> **Material for this task**:
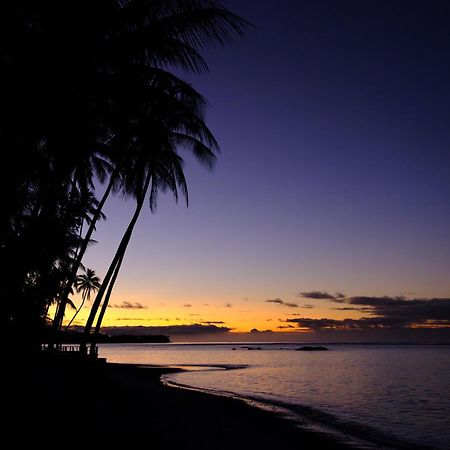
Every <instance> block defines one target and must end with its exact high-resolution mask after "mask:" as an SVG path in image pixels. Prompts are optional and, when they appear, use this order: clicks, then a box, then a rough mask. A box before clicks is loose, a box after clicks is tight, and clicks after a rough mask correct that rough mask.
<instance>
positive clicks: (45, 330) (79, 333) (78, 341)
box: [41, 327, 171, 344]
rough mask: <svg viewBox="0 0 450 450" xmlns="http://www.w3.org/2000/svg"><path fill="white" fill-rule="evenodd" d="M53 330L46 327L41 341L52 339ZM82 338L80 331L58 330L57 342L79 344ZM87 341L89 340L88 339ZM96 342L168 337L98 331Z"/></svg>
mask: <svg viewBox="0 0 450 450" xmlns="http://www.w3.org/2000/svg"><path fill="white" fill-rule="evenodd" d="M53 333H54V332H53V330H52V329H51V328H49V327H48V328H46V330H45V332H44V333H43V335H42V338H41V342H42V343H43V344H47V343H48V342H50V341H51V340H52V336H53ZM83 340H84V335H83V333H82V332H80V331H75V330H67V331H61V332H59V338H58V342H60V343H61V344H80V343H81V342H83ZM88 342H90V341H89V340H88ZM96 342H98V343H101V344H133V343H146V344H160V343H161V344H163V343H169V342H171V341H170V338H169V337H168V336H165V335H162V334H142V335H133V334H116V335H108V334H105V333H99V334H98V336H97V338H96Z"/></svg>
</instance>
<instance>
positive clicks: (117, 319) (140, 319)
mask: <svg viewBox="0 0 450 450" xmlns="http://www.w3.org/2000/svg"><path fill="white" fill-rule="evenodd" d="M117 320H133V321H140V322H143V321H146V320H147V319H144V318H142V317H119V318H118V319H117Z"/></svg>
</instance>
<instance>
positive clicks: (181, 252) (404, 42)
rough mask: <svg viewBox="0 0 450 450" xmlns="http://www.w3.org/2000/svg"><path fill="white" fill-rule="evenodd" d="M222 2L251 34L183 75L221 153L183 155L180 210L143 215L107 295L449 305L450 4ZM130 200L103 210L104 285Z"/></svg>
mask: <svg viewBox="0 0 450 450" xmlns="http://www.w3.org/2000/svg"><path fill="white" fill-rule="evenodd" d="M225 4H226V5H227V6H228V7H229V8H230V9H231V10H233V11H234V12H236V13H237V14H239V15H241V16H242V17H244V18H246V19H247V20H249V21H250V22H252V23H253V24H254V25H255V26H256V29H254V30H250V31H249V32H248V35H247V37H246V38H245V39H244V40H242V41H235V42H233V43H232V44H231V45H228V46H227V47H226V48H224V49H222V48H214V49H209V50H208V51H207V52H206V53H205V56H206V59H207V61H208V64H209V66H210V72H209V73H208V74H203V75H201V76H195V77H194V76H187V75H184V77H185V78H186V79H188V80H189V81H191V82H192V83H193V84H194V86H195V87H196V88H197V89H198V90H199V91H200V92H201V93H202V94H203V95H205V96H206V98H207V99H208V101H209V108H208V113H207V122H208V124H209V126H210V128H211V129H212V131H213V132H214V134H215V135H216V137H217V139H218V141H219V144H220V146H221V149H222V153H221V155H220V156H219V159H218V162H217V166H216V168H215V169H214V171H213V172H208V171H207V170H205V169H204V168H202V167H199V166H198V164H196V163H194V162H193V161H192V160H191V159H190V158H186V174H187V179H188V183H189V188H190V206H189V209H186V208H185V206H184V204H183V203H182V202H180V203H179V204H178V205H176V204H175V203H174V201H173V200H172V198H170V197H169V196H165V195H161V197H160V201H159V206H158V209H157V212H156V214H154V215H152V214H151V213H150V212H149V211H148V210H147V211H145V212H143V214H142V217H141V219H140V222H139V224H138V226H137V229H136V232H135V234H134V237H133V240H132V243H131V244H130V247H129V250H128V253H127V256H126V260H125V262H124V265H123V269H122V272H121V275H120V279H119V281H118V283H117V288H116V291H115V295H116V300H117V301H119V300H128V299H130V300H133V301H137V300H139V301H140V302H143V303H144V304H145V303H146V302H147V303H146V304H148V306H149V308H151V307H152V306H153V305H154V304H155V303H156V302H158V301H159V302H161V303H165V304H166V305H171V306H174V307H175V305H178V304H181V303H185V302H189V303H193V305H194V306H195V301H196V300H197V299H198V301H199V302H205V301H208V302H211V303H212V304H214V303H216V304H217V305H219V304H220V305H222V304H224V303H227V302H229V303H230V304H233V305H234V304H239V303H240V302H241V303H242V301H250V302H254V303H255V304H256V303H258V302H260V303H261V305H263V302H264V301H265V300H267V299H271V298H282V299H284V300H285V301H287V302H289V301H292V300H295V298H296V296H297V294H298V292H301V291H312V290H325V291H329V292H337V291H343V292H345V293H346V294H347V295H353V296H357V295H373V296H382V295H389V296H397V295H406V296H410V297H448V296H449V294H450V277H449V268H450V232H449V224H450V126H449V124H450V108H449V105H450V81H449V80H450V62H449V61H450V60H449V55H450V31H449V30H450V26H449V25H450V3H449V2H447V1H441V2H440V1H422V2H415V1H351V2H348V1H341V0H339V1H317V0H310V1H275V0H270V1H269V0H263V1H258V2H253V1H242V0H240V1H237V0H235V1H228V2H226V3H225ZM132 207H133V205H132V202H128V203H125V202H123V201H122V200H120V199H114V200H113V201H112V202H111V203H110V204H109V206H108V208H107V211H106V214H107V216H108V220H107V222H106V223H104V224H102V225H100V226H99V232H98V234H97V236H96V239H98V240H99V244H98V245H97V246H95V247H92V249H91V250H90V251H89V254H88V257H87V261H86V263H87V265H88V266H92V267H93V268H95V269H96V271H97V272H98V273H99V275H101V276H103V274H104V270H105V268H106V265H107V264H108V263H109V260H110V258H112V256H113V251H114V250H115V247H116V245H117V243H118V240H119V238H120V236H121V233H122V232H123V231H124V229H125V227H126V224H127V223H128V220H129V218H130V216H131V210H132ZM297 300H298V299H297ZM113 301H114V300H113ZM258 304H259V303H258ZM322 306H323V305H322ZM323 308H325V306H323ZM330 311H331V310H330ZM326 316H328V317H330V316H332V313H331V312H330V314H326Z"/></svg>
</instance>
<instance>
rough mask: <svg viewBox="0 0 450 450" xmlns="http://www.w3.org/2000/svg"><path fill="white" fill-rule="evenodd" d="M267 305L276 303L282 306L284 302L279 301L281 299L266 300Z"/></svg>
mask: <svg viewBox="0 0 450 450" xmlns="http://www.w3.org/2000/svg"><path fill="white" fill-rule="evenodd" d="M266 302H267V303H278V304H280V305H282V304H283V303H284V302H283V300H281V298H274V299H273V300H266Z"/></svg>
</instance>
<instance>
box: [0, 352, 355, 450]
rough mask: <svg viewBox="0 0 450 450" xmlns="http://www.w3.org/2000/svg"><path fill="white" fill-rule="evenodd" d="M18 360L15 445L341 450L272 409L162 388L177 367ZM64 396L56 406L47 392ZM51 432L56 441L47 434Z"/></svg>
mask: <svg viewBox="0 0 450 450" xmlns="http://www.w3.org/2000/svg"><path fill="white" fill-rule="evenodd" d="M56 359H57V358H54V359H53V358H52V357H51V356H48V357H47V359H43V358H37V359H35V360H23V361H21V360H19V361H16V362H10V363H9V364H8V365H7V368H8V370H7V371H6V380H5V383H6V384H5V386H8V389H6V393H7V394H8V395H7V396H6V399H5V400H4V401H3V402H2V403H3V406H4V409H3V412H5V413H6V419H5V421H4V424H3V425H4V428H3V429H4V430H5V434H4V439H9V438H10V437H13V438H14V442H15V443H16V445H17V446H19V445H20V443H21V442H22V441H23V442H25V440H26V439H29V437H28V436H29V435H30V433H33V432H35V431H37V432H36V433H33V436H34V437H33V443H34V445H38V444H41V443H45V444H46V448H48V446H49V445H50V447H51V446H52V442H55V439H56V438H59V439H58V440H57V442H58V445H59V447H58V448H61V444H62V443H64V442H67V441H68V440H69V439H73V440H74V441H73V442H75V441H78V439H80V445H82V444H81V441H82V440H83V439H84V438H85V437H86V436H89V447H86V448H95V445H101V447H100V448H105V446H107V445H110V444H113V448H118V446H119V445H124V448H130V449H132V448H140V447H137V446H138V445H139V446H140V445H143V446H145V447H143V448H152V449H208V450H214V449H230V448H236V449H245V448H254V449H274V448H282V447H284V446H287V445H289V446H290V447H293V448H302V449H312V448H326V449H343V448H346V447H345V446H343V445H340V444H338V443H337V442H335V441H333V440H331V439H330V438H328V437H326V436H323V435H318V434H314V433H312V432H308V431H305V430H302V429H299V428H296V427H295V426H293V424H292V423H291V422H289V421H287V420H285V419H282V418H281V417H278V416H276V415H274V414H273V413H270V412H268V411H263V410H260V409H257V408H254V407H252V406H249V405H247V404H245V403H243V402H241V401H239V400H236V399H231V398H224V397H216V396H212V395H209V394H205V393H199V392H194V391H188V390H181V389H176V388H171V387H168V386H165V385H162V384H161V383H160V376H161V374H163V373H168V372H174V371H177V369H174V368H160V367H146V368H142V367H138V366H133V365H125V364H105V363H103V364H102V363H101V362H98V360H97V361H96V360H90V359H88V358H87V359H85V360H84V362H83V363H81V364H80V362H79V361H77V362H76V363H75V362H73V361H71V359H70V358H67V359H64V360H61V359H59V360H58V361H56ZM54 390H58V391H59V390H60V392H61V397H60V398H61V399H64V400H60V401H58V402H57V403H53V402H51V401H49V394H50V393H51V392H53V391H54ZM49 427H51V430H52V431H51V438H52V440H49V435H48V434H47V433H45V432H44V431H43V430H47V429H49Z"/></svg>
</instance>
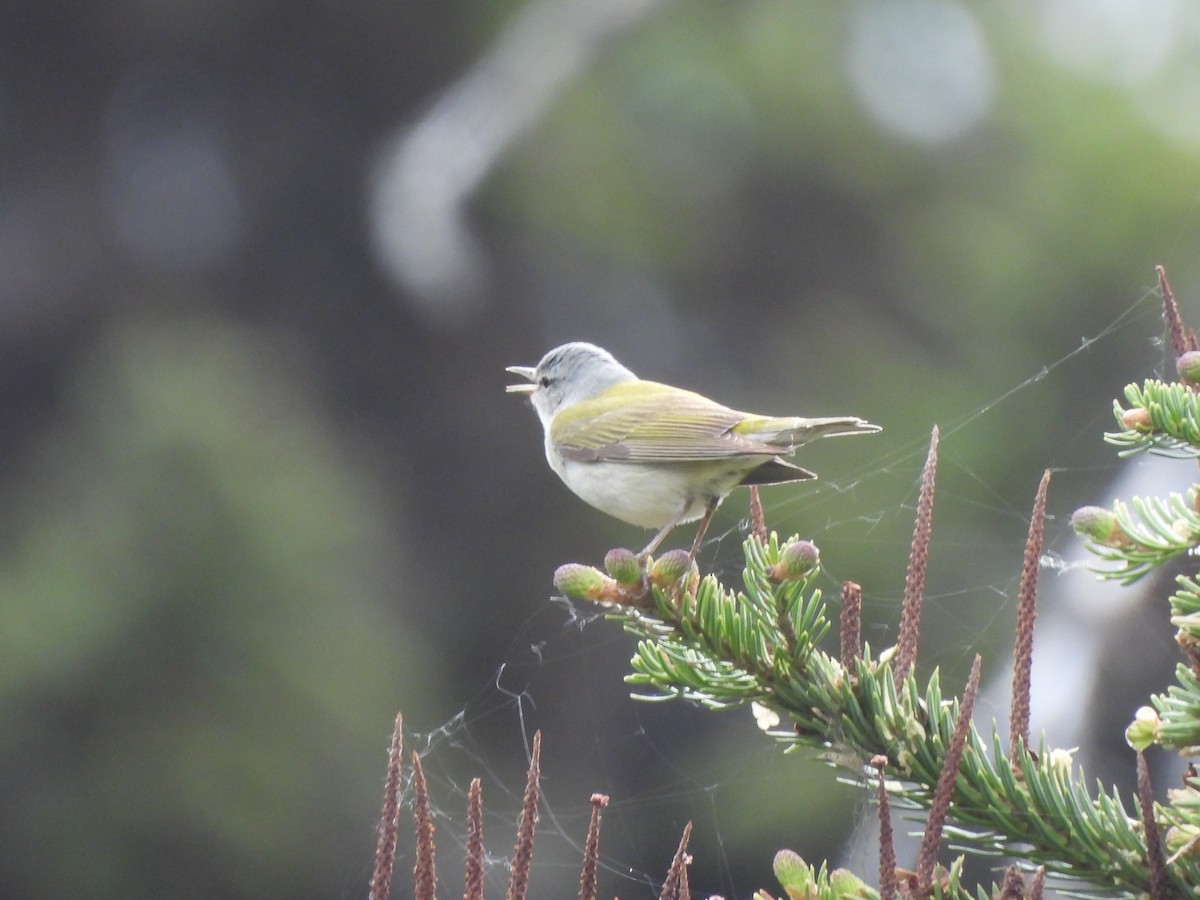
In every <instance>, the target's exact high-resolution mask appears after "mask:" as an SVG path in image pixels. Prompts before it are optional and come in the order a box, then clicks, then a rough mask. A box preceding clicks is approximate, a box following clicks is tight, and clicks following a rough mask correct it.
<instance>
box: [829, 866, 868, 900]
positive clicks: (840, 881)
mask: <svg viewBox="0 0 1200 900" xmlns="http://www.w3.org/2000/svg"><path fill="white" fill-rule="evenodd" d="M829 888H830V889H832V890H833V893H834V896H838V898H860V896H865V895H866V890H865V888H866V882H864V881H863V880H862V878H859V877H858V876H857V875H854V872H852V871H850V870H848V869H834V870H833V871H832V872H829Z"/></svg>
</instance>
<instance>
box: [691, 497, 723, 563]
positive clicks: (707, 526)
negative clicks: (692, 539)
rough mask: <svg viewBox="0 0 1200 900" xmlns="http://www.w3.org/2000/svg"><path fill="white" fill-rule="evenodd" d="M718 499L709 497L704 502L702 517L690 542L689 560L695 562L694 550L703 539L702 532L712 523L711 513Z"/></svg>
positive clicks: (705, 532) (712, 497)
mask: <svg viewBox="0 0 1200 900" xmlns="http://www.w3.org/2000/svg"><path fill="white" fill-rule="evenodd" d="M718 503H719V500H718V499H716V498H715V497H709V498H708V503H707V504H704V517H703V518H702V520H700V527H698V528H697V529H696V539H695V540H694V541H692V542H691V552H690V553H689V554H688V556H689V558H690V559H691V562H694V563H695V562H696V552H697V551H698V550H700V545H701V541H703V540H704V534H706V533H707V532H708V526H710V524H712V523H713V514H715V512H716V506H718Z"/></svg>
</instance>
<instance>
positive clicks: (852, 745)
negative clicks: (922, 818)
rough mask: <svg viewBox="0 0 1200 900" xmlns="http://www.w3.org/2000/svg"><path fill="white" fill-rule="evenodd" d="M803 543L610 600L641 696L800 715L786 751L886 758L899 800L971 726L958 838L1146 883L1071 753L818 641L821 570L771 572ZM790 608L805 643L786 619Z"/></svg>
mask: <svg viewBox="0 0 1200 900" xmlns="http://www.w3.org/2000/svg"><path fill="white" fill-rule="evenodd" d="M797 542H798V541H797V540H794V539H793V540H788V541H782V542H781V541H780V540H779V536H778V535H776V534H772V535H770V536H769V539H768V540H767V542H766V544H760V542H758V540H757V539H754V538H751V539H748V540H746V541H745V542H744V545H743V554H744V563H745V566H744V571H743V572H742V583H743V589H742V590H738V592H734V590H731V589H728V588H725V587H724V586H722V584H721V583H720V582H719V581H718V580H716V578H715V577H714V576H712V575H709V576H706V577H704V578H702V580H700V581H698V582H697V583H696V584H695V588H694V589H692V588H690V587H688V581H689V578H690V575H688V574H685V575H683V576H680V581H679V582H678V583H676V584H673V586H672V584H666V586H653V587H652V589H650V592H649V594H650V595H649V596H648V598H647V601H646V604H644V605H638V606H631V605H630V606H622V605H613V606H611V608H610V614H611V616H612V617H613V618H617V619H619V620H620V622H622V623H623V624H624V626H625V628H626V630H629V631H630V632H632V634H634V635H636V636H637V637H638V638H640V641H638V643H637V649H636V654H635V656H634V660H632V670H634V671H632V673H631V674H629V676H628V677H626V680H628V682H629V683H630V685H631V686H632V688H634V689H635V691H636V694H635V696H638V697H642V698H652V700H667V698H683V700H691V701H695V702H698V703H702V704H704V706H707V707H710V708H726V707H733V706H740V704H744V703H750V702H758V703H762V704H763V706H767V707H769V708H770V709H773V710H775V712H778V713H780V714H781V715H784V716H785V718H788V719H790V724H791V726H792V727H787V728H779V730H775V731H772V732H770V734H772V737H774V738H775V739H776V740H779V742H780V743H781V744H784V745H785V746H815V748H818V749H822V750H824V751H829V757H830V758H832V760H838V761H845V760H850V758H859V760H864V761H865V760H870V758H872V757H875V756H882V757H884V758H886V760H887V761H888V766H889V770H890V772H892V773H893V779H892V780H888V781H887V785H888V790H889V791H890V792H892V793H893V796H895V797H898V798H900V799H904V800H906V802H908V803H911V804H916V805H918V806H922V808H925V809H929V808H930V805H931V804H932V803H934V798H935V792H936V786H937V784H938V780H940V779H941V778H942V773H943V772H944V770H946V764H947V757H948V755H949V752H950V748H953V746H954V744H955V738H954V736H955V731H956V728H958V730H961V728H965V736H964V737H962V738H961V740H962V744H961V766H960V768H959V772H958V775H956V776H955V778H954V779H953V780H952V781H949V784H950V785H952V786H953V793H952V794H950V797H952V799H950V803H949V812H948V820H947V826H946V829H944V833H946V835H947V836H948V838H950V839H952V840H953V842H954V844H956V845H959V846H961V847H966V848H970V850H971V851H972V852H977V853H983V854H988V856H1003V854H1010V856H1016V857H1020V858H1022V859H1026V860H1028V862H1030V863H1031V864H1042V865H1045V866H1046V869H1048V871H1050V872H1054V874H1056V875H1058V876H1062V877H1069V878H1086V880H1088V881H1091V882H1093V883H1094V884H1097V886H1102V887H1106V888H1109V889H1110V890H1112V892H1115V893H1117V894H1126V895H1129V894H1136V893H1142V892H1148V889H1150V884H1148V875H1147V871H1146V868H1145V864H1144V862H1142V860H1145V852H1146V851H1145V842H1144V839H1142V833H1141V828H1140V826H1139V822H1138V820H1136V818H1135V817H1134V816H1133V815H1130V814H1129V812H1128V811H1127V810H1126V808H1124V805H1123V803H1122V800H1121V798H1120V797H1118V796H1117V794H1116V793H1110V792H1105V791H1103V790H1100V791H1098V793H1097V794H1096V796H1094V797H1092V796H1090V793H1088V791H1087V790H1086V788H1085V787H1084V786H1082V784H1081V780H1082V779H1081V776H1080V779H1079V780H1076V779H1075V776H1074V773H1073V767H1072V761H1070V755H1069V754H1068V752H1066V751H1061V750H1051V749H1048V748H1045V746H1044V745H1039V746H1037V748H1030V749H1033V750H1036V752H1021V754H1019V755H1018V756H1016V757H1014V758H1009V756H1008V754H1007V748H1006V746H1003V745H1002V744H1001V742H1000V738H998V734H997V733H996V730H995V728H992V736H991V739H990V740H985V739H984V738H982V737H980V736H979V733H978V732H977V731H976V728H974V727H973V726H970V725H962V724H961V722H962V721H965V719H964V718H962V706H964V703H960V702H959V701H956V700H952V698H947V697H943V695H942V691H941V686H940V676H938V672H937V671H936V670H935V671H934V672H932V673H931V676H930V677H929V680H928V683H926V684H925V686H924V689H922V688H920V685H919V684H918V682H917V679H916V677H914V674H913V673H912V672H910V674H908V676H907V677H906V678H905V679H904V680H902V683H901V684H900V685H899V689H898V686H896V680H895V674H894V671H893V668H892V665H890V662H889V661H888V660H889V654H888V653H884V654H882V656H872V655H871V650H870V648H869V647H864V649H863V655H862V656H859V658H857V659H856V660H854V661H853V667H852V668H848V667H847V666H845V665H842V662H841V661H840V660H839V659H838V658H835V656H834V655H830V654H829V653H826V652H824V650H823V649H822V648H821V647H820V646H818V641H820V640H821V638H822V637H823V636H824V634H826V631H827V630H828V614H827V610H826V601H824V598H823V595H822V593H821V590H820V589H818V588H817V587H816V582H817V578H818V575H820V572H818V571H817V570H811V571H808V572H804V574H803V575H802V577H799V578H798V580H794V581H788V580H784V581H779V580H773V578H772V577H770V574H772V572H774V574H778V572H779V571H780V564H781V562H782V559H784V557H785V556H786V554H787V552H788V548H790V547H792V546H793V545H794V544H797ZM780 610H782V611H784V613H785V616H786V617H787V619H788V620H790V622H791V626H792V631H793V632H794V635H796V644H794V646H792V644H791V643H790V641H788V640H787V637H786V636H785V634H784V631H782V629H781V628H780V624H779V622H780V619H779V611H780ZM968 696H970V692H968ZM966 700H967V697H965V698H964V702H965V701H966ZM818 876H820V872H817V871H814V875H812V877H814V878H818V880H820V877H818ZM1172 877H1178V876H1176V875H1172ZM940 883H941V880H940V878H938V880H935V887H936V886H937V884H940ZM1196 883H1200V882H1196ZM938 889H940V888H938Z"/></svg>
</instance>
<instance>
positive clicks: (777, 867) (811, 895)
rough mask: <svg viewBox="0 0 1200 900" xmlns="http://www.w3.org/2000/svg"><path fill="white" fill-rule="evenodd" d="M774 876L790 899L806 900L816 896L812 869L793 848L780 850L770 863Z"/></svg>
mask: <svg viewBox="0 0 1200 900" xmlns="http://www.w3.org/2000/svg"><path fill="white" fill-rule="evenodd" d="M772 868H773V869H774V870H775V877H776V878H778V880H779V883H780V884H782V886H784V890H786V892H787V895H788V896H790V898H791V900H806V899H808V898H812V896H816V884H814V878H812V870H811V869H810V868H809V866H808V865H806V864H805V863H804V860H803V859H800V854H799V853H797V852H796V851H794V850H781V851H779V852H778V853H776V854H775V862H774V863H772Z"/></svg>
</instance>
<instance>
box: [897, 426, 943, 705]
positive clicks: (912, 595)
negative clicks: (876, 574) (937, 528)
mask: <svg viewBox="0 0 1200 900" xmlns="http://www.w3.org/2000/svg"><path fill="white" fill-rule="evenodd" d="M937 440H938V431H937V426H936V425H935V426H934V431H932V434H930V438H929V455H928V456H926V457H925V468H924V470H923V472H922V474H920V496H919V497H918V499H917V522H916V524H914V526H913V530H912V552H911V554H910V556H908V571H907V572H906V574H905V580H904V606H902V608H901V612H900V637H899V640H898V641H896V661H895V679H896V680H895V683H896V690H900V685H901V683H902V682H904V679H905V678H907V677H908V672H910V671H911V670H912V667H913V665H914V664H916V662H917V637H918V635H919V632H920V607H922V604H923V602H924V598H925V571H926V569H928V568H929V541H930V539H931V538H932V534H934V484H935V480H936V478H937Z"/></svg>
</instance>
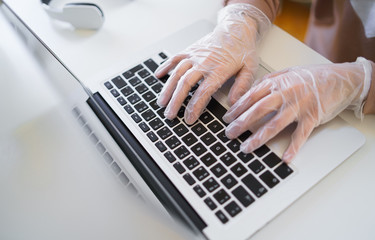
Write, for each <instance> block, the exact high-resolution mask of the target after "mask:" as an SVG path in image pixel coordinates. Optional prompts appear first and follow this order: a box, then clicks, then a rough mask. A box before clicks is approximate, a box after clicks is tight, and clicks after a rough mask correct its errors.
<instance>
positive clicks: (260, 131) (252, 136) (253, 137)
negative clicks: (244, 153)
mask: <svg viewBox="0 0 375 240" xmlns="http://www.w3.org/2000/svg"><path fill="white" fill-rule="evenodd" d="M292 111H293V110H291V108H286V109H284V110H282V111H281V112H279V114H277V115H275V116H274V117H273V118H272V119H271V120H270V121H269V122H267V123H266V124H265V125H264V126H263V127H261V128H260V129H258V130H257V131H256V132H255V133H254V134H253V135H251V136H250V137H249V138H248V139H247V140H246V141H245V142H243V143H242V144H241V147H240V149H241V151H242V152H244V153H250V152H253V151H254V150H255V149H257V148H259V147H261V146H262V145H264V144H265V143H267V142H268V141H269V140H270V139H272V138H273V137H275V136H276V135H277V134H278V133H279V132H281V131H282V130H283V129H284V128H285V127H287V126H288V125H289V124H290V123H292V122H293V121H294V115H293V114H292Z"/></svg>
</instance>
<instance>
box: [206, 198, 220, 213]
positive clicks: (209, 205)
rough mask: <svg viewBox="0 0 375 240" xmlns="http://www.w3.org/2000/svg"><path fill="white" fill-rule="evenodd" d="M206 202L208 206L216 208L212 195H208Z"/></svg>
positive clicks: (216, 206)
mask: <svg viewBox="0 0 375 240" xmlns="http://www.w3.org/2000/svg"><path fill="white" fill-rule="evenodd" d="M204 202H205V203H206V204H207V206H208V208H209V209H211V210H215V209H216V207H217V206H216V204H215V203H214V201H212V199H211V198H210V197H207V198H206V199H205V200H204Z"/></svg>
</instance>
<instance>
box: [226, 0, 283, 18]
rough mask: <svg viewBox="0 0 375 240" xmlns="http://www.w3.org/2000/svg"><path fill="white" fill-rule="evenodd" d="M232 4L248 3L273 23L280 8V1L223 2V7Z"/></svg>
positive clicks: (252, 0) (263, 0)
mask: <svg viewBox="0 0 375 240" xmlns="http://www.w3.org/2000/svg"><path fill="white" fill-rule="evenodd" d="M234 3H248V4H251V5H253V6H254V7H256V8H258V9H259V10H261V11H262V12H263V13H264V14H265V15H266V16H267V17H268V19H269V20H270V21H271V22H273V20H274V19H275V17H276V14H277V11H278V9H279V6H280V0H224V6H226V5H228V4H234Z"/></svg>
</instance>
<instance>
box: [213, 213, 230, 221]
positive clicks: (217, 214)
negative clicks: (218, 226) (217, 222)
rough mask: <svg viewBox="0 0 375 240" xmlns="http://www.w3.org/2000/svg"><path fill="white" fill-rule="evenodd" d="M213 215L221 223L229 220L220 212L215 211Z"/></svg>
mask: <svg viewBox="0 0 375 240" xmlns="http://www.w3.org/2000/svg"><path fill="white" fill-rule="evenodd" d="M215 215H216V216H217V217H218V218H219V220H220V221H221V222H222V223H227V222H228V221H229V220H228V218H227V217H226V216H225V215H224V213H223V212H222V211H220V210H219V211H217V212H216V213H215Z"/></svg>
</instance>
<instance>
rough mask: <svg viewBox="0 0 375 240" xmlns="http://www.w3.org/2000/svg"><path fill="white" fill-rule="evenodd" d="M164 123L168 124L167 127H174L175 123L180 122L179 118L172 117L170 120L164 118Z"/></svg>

> **About this task**: Retype the records from their start through the line containing "box: [41, 327, 171, 344]", including both ends, and leave the pictures out.

> **Output for this task**:
Every <instance> block defines one target and must end with its exact high-resolution mask after "mask:" as an SVG path in image pixels. Prompts are optional and, when they appear, use this order: clicks, then a box, then a rough mask. A box before clicks is loose, a box after clicks is tight, and clicks after a rough mask correct that rough mask.
<instance>
positive clicks: (45, 330) (79, 333) (78, 341)
box: [41, 327, 171, 344]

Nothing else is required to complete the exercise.